» **Goal of the exercise**
Print every entry exactly as written and exclude all images.

» **Information**
-*-

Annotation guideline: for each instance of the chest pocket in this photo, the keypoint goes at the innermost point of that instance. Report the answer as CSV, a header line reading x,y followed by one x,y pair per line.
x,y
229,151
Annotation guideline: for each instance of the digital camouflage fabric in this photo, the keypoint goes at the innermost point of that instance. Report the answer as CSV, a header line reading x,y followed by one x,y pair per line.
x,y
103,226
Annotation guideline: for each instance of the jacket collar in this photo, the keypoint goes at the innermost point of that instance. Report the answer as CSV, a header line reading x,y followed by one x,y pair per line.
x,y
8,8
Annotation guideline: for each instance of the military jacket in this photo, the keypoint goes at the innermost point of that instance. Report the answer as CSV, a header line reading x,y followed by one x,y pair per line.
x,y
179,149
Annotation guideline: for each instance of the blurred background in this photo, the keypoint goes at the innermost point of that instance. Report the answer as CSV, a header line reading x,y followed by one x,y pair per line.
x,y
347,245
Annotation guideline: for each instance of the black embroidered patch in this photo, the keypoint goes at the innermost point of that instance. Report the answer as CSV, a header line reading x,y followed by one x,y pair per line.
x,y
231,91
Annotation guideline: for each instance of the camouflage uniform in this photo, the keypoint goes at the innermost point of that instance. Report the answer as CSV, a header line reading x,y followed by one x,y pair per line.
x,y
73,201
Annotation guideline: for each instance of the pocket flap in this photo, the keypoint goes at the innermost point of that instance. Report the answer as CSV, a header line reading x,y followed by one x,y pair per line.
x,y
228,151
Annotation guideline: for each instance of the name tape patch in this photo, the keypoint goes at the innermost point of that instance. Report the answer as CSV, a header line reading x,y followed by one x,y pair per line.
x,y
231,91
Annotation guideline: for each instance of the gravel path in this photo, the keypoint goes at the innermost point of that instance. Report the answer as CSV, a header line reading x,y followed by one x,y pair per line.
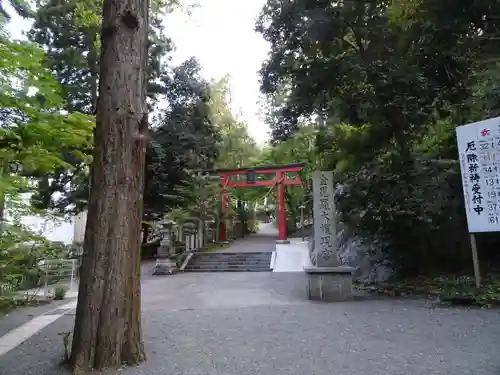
x,y
248,323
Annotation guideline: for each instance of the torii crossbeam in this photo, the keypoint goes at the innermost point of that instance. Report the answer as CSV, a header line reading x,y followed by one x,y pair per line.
x,y
279,180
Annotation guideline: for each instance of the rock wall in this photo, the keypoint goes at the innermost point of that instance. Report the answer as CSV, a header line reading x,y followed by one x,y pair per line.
x,y
353,251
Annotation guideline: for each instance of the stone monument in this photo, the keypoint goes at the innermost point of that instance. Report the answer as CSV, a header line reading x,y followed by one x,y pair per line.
x,y
164,264
328,280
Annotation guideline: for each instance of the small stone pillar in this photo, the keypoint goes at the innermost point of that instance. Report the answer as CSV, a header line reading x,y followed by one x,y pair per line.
x,y
164,264
328,280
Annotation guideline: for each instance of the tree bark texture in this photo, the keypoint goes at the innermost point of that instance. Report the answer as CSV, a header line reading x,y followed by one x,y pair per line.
x,y
107,329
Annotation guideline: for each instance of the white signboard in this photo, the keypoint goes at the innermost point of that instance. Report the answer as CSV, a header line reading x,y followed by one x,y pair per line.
x,y
479,152
325,235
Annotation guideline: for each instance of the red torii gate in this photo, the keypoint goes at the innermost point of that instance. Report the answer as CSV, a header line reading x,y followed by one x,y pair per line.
x,y
280,180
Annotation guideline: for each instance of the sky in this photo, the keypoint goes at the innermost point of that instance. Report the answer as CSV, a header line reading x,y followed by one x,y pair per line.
x,y
220,34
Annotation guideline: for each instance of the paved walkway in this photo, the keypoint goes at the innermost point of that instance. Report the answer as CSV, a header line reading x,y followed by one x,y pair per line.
x,y
264,240
247,323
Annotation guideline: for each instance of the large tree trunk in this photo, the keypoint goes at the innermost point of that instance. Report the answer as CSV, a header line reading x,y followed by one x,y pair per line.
x,y
107,329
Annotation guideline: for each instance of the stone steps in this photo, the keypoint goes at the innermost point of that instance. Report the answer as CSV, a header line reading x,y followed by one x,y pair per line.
x,y
230,262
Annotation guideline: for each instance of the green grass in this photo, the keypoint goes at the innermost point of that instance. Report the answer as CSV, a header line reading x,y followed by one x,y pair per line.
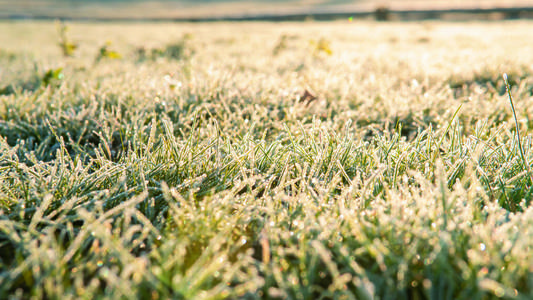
x,y
177,161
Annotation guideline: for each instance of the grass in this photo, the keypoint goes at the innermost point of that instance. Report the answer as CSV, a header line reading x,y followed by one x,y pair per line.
x,y
177,161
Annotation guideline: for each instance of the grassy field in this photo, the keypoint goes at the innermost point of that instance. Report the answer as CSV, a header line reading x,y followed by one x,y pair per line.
x,y
274,161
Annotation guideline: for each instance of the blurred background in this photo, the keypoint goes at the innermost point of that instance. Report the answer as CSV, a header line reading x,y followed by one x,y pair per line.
x,y
243,9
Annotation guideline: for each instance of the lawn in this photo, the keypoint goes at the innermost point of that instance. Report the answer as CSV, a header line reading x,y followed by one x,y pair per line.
x,y
343,160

-*-

» **Solution below**
Annotation guideline: for each instance of the chest pocket in this photo, the keypoint goes at the innermost point of that instance. Report the answer as CSV, a header line reading x,y followed by one x,y pair per line.
x,y
229,151
Annotation guideline: for each instance of the digital camouflage fabric in this photo, the keypoint goes at the innermost point of that instance. Report the answer as CSV, a header line reading x,y followed by one x,y pair per line.
x,y
103,226
Annotation guideline: for each instance of the jacket collar in this photo, the keypoint goes at the innermost point of that instance. Report the answer as CSV, a header line reading x,y followed by one x,y pair per line.
x,y
8,8
Annotation guideline: for each instance of the military jacket in this photo, the keypoint goes at the innermost point of that instance. Report the answer as CSV, a header line reading x,y followed by one x,y pair per line.
x,y
179,149
Annotation guideline: for each instance of the blurred background in this photo, the keypoint goes at the innermost point of that instance. Report the answer as CSV, a header line reading x,y followed by one x,y pair per line.
x,y
347,245
Annotation guideline: for each instance of the black embroidered patch in this photo, the keypoint goes at the innermost point of that instance. Report the answer as CSV, a header line reading x,y followed by one x,y pair per line.
x,y
231,91
Annotation guideline: for each instance of the camouflage uniform in this photo, the keypoint goes at the innermost point of that instance. Report the answer as CSV, a header line reading x,y followed by one x,y pair per line.
x,y
73,201
Annotation guideline: for each instance of the pocket flap in this photo, the keypoint goes at the innermost point of that instance. Report the answer as CSV, a header line reading x,y followed by one x,y pair per line.
x,y
228,151
Annotation guideline: for each instance of the name tape patch in this photo, the keypoint goes at the innermost point of that instance. Report the answer as CSV, a header line reading x,y followed by one x,y pair per line.
x,y
231,91
Annotation guideline: for each instance of the gravel path in this photo, the keypoint goes at the innermost point of that instance. Report the answer as CSV, a header line reading x,y followed by one x,y pair per line.
x,y
248,323
Annotation guideline: for each instance of the torii crossbeam in this photo, the keypoint goes at the innermost point of that instance. Report the answer as CSV, a header line reading x,y followed by one x,y pair per line.
x,y
279,180
Annotation guideline: for each instance of the rock wall in this photo, the keypoint goes at the innermost point of that instance. Report the answer as CSV, a header line reading x,y followed by one x,y pair per line.
x,y
353,251
Annotation guideline: for each instance of the stone monument in this photo, the keypoint goes at the innermost point of that instance. Report the answer as CSV, a header line reading x,y followed by one x,y pair per line.
x,y
164,264
328,280
Annotation guideline: for each instance of the small stone pillar in this photo, the keypoint goes at the innermost point of that instance. Report the answer as CSV, a header line reading x,y followed by one x,y pair per line.
x,y
164,264
328,280
Annotation guideline: for each instance of the tree bark texture in this photo, the keypoint goes at the innermost point of that instance. Report the answer as CSV, a header line reading x,y followed by one x,y pair per line.
x,y
107,329
Annotation guideline: for each instance of the white signboard in this photo, the keypoint goes at the innermost point of that instance. Report the answer as CSV, a header line reading x,y followed by one x,y pair per line.
x,y
479,152
325,235
Annotation guideline: for each instance of the red torii gate in this photo, the keypoint goes at the innermost point of that instance. Report the answer as CSV, a header line reading x,y followed by one x,y pair per line.
x,y
280,180
Annotation guideline: for each instance of the sky in this photo, the keypoint goes at the innermost point of that instance. Report the answer as CSV, a header line reading x,y followed by one x,y pair per line.
x,y
220,34
Annotation guideline: for each instance of the paved walkway in this photo, the keypoint goes at the innermost point of that instance. Report the answer as CSV, a header line reading x,y followed by one x,y pair per line.
x,y
264,240
247,323
Annotation guideline: for each instance of the large tree trunk in this photo, the keypoint goes at the innermost point of that instance. Report the answer as CSV, a header line reading x,y followed by one x,y pair per line.
x,y
107,329
Annotation guideline: for each instance of the stone steps in this photo, the keypoint goes at the innermost point of that instance. Report the answer as CSV, a header line reading x,y followed by one x,y pair per line.
x,y
230,262
Annotation guideline: for each instance of the green grass in this photo, the keypoint goes at the innermost point of that instance. Report the answer as CSV, a header line reading x,y followed by one x,y pair per line.
x,y
177,161
Annotation guideline: for each instance of the grass in this photo, the keypoint goes at the innermost point of that instance. Report the answer as CSV, a header line reading x,y followed by one x,y pair per line.
x,y
177,161
Annotation guideline: for each instance of the grassy field in this photo, the keypoint goes at the innermost point of that instance. Report the answer as CSV, a header line reading x,y followed by one x,y pair per line.
x,y
274,161
Annotation guideline: for each instance of the blurred background in this photo, the keypoint goes at the innermost point of that instance. Report the answer as CSV, a header line reading x,y followed by one x,y pair per line.
x,y
243,9
Annotation guideline: for each instance of the lawn in this photo, the keypoint goes at the innermost point of that instance. Report the answer as CSV, a header line reading x,y followed by one x,y pair per line.
x,y
343,160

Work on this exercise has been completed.